■ **TEXTAUSZUG**:
%%

Das Pariser Publikum umjubelte die Briten trotzdem wie Helden, als sie schon nach knapp einer Stunde zum ersten Mal verschwanden und als die Rocker die vier Zugaben abgefeuert hatten, waren sie glatt aus dem Häuschen! Franz Ferdinand hatten ihren Auftrag, die Leute standesgemäß zu unterhalten, perfekt erfüllt. Wenn Christoph kürzlich nach dem Kölner Konzert befand: "Sie waren die wichtigste Band ihrer Musikgeneration und werden das noch eine Weile bleiben," dann liegt er damit gar nicht falsch, denn die Zuschauer bekommen jedesmal punktgenau, was sie vorher erwartet hatten. Und vielen Leuten sind sie deshalb auch wichtig ; gerade für Konzert - und Festivalveranstalter sind Franz Ferdinand eine Segnung des Himmels. Garantieren eine volle Hütte oder ein volles Gelände, kommen pünktlich, ziehen knackig ihre Show ab und bedanken sich am Ende artig.

Mir persönlich aber bedeuten sie nach dem heutigen Abend nicht mehr sonderlich viel. Wenn sie morgen aufhören würden, würde ich sie nicht furchtbar vermissen. Sie haben mir einige kurzweilige und gute Konzerte geboten, aber mein Herz hängt nicht mehr an ihnen, das wurde mir sehr klar.

%%

■ **AUFGABENSTELLUNG**: Führen Sie alle Eigenschaften auf, die Franz Ferdinand laut dem Textauszug zu einer Segnung für Konzert- und Festivalveranstalter machen. Stützen Sie sich ausschließlich auf den Textauszug.

■ **EXTRAHIERTE ZEILEN**:
%%

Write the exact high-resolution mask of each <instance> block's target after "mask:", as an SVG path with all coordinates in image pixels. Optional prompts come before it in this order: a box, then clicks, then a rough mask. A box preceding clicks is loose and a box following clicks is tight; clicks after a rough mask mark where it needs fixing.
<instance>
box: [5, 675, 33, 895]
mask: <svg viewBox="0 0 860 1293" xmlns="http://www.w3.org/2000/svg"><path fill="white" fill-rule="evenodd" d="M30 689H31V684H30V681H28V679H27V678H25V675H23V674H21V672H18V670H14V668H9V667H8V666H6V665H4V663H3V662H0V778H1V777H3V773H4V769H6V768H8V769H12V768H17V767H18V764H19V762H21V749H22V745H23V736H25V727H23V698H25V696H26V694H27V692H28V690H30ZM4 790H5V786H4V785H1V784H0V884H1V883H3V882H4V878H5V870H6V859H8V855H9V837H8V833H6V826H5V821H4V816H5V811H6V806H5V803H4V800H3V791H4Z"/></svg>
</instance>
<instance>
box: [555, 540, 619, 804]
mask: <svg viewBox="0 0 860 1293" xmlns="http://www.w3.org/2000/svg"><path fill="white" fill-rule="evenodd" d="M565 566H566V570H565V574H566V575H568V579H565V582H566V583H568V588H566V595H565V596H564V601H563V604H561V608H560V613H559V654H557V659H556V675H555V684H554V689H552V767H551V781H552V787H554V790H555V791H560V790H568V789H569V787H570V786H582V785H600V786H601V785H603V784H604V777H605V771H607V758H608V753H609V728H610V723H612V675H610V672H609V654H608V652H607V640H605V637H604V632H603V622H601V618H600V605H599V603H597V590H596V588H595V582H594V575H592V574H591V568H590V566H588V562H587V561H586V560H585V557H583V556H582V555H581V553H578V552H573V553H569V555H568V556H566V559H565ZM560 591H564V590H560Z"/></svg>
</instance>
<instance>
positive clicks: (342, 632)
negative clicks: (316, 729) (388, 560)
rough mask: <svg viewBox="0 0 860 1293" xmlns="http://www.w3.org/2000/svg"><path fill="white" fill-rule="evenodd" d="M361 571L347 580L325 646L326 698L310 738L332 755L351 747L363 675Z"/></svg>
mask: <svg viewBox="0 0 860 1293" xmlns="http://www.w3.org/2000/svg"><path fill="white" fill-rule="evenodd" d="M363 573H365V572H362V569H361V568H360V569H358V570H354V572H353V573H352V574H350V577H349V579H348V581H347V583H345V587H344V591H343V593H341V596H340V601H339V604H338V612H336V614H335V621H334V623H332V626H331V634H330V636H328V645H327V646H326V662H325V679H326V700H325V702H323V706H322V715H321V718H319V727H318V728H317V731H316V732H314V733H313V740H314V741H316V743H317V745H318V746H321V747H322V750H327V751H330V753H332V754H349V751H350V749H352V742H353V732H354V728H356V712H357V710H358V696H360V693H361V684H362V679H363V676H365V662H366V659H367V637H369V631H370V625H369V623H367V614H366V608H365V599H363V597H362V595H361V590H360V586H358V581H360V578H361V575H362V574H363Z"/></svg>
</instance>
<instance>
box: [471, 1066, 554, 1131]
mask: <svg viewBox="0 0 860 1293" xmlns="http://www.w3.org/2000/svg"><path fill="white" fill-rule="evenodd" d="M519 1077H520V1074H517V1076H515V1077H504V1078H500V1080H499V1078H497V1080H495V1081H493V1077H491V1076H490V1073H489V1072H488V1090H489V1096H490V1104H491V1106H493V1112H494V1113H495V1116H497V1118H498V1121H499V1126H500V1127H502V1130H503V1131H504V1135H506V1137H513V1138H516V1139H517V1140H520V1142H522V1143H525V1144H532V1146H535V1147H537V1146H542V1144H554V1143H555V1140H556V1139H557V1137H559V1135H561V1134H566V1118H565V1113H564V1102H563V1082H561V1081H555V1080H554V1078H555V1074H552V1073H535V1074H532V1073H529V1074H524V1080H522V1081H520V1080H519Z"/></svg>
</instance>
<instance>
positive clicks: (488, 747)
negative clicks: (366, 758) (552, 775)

%%

■ **ANTWORT**:
- Sie garantieren eine volle Hütte oder ein volles Gelände.
- Sie kommen pünktlich.
- Sie ziehen knackig ihre Show ab.
- Sie bedanken sich am Ende artig.